> How to complete this task
Lift out, unaltered, the lines of the material below between the line holding "Target: patio table" and the line holding "of the pool", counting both.
[Opening Data section section]
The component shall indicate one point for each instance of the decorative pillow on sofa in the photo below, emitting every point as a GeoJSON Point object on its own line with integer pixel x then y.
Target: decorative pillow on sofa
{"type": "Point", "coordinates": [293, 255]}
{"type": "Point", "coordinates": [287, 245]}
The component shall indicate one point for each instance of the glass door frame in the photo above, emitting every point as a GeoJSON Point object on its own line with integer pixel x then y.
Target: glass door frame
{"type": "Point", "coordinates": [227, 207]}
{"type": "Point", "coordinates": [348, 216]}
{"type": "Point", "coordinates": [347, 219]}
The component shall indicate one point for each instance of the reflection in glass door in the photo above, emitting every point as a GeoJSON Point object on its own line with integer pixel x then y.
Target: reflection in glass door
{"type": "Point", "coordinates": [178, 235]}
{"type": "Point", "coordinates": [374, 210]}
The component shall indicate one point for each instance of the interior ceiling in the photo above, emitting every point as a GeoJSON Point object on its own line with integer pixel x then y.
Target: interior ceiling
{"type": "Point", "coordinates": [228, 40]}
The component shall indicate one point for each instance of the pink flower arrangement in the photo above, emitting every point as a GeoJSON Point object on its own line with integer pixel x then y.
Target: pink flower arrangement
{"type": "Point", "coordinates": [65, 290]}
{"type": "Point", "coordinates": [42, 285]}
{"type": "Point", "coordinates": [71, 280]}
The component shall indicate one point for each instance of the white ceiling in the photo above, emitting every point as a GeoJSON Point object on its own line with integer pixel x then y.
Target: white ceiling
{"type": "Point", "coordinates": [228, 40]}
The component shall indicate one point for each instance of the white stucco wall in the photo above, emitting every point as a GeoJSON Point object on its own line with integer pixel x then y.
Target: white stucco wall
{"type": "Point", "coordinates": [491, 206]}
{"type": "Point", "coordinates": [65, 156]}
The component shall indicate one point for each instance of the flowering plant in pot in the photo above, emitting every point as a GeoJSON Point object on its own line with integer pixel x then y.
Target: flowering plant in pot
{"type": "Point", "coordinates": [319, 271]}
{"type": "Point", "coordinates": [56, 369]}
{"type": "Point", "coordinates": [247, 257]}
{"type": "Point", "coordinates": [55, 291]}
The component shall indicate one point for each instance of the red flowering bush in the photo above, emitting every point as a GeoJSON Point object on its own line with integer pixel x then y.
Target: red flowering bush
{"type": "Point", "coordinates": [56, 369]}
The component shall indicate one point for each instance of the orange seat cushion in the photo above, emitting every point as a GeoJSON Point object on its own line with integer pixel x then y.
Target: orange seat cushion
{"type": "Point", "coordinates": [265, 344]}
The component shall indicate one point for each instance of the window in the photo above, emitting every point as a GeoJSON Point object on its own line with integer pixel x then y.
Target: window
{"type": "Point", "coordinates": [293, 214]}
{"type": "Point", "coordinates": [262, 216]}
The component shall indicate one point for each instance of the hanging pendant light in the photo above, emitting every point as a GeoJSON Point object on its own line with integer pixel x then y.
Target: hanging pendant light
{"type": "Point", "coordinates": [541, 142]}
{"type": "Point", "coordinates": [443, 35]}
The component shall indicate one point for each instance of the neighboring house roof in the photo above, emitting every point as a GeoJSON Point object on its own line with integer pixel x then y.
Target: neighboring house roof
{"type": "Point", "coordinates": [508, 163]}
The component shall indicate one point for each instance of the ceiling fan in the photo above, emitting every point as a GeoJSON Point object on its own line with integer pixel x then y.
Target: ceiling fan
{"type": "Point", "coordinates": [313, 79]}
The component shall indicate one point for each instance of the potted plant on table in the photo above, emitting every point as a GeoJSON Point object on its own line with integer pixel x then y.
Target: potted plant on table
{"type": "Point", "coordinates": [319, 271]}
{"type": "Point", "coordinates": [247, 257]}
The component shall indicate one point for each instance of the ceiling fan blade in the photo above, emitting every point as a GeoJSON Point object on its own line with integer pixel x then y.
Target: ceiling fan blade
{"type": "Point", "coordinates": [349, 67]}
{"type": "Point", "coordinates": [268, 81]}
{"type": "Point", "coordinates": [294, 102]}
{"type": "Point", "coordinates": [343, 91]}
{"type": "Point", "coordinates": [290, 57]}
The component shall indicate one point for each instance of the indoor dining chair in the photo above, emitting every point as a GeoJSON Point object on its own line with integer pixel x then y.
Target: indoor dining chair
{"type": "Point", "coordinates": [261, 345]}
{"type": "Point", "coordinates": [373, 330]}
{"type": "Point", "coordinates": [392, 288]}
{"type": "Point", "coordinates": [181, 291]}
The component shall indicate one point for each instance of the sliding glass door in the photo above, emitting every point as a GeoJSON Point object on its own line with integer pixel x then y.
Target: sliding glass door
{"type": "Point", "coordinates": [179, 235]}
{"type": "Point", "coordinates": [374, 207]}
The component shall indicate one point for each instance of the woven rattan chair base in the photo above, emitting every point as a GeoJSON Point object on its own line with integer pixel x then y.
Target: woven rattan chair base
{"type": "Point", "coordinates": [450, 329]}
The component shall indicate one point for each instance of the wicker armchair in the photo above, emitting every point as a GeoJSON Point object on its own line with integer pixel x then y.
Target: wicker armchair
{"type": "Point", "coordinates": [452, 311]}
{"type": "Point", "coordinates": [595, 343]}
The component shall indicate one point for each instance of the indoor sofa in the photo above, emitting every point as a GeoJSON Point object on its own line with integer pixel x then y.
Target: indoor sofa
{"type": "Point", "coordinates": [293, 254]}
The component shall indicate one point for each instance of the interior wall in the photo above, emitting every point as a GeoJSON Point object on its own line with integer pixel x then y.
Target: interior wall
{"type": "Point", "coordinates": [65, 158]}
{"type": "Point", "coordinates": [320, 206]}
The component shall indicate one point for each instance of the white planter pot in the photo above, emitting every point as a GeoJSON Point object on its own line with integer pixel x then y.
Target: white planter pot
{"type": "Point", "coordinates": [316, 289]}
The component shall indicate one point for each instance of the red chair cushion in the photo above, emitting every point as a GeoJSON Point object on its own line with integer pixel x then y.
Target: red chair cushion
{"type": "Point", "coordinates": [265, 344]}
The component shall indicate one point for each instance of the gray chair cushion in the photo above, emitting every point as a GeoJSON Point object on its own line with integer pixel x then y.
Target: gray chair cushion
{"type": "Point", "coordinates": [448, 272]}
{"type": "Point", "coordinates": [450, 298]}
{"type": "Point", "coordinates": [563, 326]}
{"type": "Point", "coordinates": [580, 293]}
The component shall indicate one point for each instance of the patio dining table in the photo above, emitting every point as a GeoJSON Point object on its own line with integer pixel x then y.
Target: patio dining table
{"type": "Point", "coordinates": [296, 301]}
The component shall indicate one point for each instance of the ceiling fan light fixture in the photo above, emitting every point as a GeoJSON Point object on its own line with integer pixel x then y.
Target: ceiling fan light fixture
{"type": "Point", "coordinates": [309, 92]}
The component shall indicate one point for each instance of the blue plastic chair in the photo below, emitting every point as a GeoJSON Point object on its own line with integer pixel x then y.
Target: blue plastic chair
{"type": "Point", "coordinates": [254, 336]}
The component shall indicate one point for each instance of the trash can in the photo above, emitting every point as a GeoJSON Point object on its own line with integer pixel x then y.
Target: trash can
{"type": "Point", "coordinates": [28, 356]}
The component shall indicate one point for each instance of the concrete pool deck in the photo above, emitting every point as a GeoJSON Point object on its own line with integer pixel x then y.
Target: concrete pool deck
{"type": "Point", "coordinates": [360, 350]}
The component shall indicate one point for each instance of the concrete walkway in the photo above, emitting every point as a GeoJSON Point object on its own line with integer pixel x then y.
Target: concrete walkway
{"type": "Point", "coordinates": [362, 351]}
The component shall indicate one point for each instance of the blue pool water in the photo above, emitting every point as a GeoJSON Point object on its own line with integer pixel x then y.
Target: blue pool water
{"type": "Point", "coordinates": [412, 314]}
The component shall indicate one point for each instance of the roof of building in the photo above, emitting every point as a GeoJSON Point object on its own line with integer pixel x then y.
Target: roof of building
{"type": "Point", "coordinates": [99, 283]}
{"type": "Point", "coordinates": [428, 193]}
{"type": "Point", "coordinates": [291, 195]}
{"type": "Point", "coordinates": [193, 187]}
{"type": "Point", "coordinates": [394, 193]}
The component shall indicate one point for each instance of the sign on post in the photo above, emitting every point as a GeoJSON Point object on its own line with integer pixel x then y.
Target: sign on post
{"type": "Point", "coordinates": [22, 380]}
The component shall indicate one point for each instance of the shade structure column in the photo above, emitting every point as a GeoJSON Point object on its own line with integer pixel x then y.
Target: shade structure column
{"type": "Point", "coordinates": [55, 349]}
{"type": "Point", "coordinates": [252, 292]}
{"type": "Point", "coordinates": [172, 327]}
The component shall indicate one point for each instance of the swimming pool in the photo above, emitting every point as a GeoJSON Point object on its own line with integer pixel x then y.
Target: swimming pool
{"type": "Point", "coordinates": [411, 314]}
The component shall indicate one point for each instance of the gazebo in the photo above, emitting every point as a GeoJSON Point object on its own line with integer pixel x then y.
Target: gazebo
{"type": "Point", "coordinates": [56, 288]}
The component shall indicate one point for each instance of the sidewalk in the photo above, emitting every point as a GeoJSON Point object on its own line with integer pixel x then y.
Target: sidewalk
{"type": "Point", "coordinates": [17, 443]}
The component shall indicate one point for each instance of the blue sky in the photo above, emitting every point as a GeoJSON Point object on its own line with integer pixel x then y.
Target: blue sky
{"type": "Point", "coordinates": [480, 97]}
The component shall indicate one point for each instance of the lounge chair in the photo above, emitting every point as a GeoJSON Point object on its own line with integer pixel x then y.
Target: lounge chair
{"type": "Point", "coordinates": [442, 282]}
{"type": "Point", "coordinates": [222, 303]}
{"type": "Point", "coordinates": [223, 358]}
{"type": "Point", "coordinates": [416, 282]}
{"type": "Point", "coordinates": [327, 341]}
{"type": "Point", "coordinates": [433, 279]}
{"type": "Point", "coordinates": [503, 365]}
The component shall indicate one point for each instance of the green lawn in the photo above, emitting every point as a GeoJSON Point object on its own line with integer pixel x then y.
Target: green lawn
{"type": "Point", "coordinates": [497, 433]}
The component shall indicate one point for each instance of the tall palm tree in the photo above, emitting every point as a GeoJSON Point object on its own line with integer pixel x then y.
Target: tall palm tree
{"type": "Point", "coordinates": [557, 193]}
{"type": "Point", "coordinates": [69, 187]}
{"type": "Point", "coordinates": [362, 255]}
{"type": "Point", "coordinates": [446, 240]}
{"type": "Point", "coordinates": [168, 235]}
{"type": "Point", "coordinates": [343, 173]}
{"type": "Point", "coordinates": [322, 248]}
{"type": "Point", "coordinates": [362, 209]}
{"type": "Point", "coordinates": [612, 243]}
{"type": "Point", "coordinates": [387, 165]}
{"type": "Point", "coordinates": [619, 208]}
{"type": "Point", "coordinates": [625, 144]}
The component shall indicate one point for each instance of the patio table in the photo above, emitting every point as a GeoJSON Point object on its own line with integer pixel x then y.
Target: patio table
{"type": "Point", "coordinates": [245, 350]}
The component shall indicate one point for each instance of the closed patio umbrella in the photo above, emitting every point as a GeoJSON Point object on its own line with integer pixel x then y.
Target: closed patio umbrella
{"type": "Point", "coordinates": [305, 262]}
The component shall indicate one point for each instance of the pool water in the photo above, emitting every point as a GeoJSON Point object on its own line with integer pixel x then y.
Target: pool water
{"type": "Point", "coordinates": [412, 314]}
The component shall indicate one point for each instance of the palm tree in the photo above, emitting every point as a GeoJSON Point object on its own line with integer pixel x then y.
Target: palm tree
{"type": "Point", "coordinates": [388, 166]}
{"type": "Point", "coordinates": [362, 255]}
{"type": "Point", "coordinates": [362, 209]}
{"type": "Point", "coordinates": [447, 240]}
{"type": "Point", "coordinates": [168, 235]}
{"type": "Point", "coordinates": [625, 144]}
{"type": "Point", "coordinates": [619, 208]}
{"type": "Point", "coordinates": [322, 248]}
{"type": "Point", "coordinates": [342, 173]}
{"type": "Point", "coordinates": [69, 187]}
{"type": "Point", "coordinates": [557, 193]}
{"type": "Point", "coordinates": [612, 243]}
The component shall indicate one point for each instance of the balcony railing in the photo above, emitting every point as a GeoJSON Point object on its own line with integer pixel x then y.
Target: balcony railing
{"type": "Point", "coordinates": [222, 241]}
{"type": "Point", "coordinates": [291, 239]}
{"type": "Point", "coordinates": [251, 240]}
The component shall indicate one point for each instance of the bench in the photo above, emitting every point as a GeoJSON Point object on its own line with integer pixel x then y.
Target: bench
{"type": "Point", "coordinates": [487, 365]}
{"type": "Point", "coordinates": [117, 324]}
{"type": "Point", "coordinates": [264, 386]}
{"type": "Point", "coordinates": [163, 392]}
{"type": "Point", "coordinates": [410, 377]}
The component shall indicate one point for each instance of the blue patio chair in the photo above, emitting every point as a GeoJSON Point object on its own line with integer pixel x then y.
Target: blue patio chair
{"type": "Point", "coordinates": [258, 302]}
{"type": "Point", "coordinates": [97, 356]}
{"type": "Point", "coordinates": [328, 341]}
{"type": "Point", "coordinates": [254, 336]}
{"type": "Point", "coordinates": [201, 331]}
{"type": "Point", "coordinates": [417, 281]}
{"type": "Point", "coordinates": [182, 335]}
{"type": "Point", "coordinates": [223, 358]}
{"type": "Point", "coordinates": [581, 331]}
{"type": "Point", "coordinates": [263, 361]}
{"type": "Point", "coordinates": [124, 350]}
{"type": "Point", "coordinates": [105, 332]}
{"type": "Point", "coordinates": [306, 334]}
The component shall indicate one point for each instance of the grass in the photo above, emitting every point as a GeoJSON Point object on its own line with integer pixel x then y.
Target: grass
[Closing Data section section]
> Solution for this task
Target: patio table
{"type": "Point", "coordinates": [245, 350]}
The component shall indicate one point for each instance of the closed patio umbrella in the photo above, emitting every point as a GeoJSON Point object on its own line with integer pixel x then y.
Target: closed patio umbrella
{"type": "Point", "coordinates": [305, 262]}
The component shall indicate one point for each instance of the pool water in the photo above, emitting every point as a GeoJSON Point object on its own line with integer pixel x then y.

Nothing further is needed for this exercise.